● TEXT EXTRACT
Connected homes: tech opportunities and ethical matters

7am. The blinds open slowly, allowing the first rays of light to enter the bedroom. The radio-alarm clock goes oof while coffee starts top drip in the kitchen. A warm towel is waiting for you right off the shower, as the heat was turned on a little before your waking time. Toasts jump from the toaster; good thing the fridge noticed the butter was running low and ordered some more. The garage door opens: it’s going to be a good day.

Is this just fantasy or… is this real life? More and more so. Companies are trying to offer technical solutions to fulfill consumer needs with respect to comfort, communication, and security through home automation. These processes have been around for a while now, and have lost a lot of their wow-factor. However, the market is now blossoming: Europe will have over 45 million connected houses in 2020, according to Berg Insight. That is four times what there was in 2015.

However, home automation is not news. Electronic blinds, security systems, automated gates… Now is the era of new-age automation. Home automation 2.0 not only includes automating existing processes but also inventing new functions, possibilities, reinventing our relationship to our house. On this “new” market, historic pure-players like Somfy or Legrand are losing ground to the giants of the digital age. For good reason too: connected objects are often seen as gadgets with obscure functioning — with long and anxiety-provoking set-up processes. In this respect, GAFAs are better equipped to penetrate the thought processes and daily lives of users who already know —and understand— them, and transform their approach to said objects.

● DATA

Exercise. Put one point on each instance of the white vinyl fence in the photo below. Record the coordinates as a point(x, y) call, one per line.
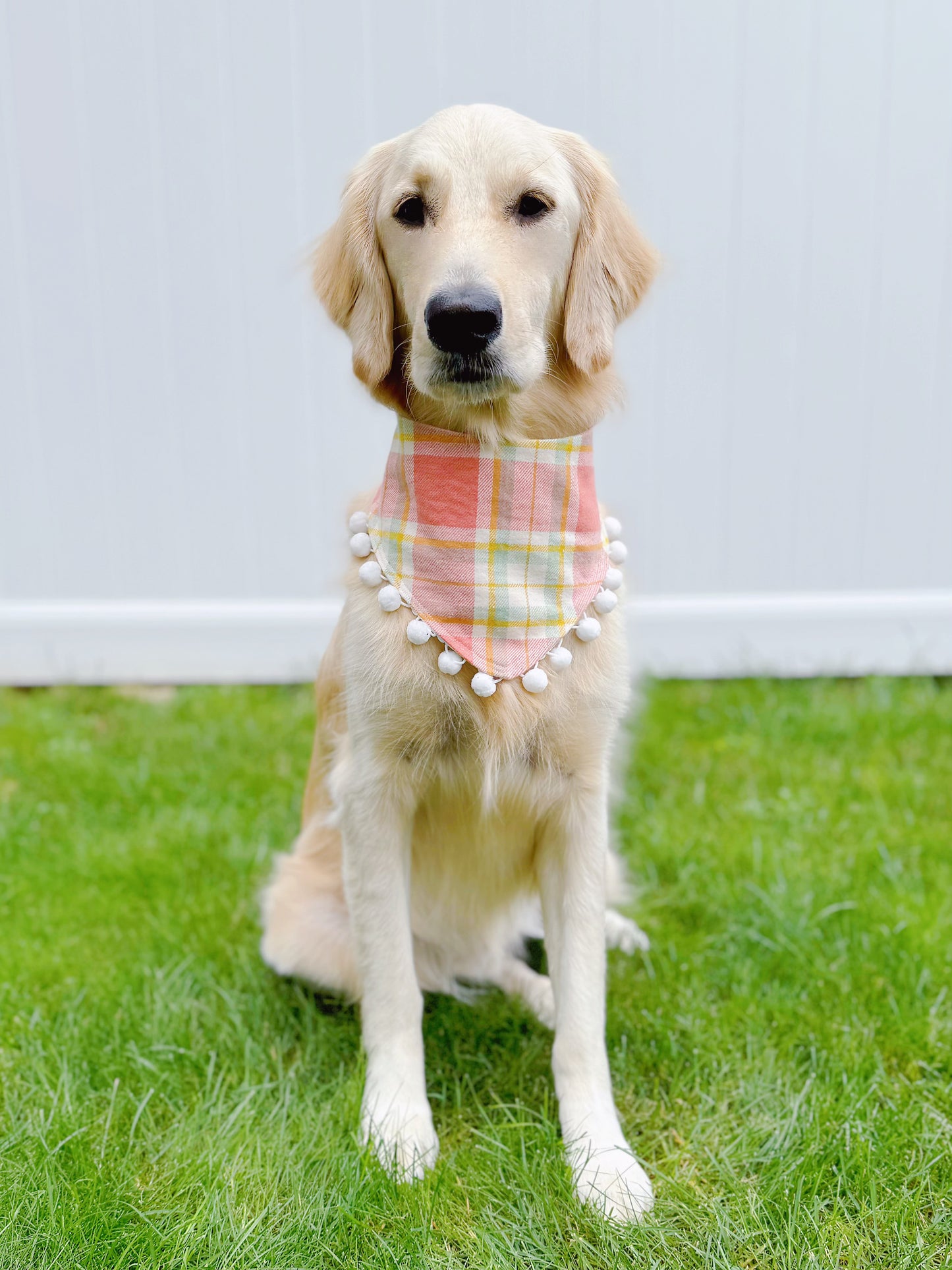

● THE TASKS
a) In the text on connected homes, rewrite the passage from "Connected homes: tech" up to and including "a good day.", changing "bedroom" to "living room".
b) According to the text on connected homes, how many connected houses will Europe have in 2020, as reported by Berg Insight?

● THE ANSWERS
a)
Connected homes: tech opportunities and ethical matters

7am. The blinds open slowly, allowing the first rays of light to enter the living room. The radio-alarm clock goes oof while coffee starts top drip in the kitchen. A warm towel is waiting for you right off the shower, as the heat was turned on a little before your waking time. Toasts jump from the toaster; good thing the fridge noticed the butter was running low and ordered some more. The garage door opens: it’s going to be a good day.

b) Over 45 million.